*ACTIVITY*:
From first line to last, output the records below exactly.

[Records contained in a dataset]

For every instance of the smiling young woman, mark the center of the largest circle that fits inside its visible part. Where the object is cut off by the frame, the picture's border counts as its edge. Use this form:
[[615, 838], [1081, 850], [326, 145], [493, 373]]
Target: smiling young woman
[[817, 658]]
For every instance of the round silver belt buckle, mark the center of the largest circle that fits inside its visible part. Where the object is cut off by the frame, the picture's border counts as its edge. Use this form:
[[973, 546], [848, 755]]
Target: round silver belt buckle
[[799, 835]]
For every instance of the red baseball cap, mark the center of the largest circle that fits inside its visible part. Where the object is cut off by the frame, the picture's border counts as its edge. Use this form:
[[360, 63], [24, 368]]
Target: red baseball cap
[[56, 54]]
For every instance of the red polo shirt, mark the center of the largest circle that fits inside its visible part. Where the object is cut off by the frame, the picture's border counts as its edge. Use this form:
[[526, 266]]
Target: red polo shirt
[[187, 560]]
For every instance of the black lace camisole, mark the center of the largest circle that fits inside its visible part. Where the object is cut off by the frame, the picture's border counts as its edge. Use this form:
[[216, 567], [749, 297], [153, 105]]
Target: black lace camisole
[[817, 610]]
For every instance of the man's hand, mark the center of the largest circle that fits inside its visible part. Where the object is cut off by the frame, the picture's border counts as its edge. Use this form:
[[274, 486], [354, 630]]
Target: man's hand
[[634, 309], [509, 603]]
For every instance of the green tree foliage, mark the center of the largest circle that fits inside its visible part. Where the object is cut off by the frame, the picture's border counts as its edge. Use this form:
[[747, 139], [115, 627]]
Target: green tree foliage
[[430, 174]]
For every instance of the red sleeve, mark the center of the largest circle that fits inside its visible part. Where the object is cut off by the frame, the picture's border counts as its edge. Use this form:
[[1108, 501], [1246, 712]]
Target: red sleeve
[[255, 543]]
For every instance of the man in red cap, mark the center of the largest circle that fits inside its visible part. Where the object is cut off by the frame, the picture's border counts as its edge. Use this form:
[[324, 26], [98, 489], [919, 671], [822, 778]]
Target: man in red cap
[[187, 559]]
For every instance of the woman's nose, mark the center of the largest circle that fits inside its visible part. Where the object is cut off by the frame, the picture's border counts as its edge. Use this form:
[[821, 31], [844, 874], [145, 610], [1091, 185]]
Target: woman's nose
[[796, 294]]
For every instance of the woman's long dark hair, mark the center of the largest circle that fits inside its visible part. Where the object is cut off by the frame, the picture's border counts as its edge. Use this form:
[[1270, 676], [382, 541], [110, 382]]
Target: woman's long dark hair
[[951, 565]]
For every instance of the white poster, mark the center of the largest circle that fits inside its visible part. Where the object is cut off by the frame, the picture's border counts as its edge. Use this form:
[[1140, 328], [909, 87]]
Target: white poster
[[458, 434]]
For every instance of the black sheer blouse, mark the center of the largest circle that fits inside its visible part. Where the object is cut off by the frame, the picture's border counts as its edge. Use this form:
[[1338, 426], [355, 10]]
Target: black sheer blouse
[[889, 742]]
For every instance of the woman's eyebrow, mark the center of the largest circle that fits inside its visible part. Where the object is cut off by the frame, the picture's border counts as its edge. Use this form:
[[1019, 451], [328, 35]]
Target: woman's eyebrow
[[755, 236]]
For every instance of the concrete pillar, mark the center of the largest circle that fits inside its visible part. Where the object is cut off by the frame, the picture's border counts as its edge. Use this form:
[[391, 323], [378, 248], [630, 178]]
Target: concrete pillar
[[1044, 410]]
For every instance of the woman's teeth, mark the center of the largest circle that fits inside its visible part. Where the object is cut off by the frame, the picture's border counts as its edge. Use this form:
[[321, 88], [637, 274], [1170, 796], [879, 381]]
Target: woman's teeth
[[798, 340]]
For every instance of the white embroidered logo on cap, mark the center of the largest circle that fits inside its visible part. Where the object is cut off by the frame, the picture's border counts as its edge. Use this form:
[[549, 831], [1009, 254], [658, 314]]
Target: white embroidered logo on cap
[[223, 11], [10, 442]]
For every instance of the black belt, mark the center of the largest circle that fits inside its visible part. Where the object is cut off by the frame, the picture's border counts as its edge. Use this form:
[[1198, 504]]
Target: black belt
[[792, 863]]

*YOUR SOLUTION*:
For every instance of the smiling young woman, mark the center of the largest circle that fits inside its visible part. Where the object is cut off by the frame, the picture's border counts as its edge. Use this form:
[[615, 838], [1081, 850], [326, 145], [493, 373]]
Target: smiling young woman
[[817, 658]]
For every instance of the round silver belt buckle, mark the center of the largest circle that fits inside its visible part. Where the object is cut off by the frame, the picture's border counts as its edge. Use this form:
[[973, 546], [848, 755]]
Target: round silver belt buckle
[[799, 835]]
For every instance of the red baseball cap, mark the center of the largest circle that fits inside its visible part. Where the object is cut off by the frame, the picture's border counts as its edge. Use this form:
[[360, 63], [24, 368]]
Target: red baseball cap
[[56, 54]]
For every instance of the red polo shirt, mark the center of the largest circle that fits inside its visible part. Where the object is cut off by the frame, the picture's border counts as its edge. Use this form:
[[526, 266]]
Target: red polo shirt
[[187, 560]]
For every instance of the black lace camisole, mark the center of the largest circle that fits inside its visible part. Where the object is cut off by the frame, the picture's border counts as its edge. Use this form:
[[216, 567], [749, 297], [153, 105]]
Target: black lace camisole
[[817, 610]]
For every instance of the man's hand, mark the center of the largest circle that fits inside its visible part. Where the object is cut off by the frame, the picture's border counts as its edge. Use this form:
[[274, 486], [354, 630]]
Target: man's hand
[[634, 309], [509, 603]]
For every instance of the green tree foliage, mark the center of the largest circle that fits inside its visible part. Where the object is cut off by the frame, the picture's border counts as its edge. Use this form:
[[747, 139], [115, 627]]
Target: green tree foliage
[[430, 174]]
For every instance of the red sleeve, mark the center of the largest circle that fits inside its visible part. Where the object is cut off by the frame, the picture's border counts as its edge. Use this form:
[[1108, 501], [1246, 712]]
Target: red sleeve
[[255, 543]]
For every instance of the man in red cap, mark the center of the largest circle that fits inside its visible part. Where the object is cut off by the frame, the picture's border counts as its edge. Use this form:
[[324, 26], [98, 489], [919, 671], [822, 778]]
Target: man in red cap
[[187, 559]]
For every instance of the woman's nose, mark the center of the largest circle that fits inside its visible part. Where the object is cut off by the frame, the picture's border counts as its edge. Use this form:
[[821, 31], [844, 874], [145, 610], [1091, 185]]
Target: woman's nose
[[796, 294]]
For every instance of the woman's long dark hair, mark the center of the largest circle that fits inside its visible part. Where the object is cut off by the frame, the picture's border counts as its edge. Use this form:
[[1270, 676], [382, 541], [110, 382]]
Target: woman's long dark hair
[[951, 565]]
For every instance of the white poster, mark the center of the largest circle that fits inside its visible part. Where the object is cut off by the frame, the picture's border counts as its edge. Use this form:
[[1140, 328], [909, 87]]
Target: white poster
[[458, 434]]
For every instance of the black sheer blouse, mark the center of the largest circle that fits inside its visible part. Where the object is cut off by the frame, the picture's border counts as its edge. Use this form:
[[1338, 426], [355, 10]]
Target: black sheer blouse
[[889, 742]]
For every instance of the woman's eyebrow, mark the center of the largest circle that fits inside its visible part. Where the object is cut off by the frame, the picture's border counts as its edge. Use this form:
[[1019, 451], [328, 35]]
Target: woman's eyebrow
[[755, 236]]
For every instance of the concrete pillar, mark the center of the largest circle that fits inside its visible part. Where the object is cut off by the frame, the picture's border counts as its edge. Use this form:
[[391, 323], [378, 248], [630, 178]]
Target: concrete pillar
[[1044, 410]]
For every instance of the woman's teeth, mark the center of the largest circle that fits inside its visible part. Where the object is cut off by the frame, the picture's border counts as its edge. Use this form:
[[321, 88], [637, 274], [1170, 796], [879, 381]]
Target: woman's teeth
[[798, 340]]
For every instance of the white embroidered logo on cap, mark the center of the largest circle that fits inside its visible part. Where the object is cut off by the frame, the picture's border counts as its edge. Use this form:
[[549, 831], [1009, 254], [658, 314]]
Target: white embroidered logo on cap
[[223, 11], [10, 442]]
For every instance of the black belt, mark the center of the largest circle that fits inside its visible part. Where the object is cut off by the frame, the picture's border counts as its edge. Use this form:
[[1198, 504]]
Target: black belt
[[792, 863]]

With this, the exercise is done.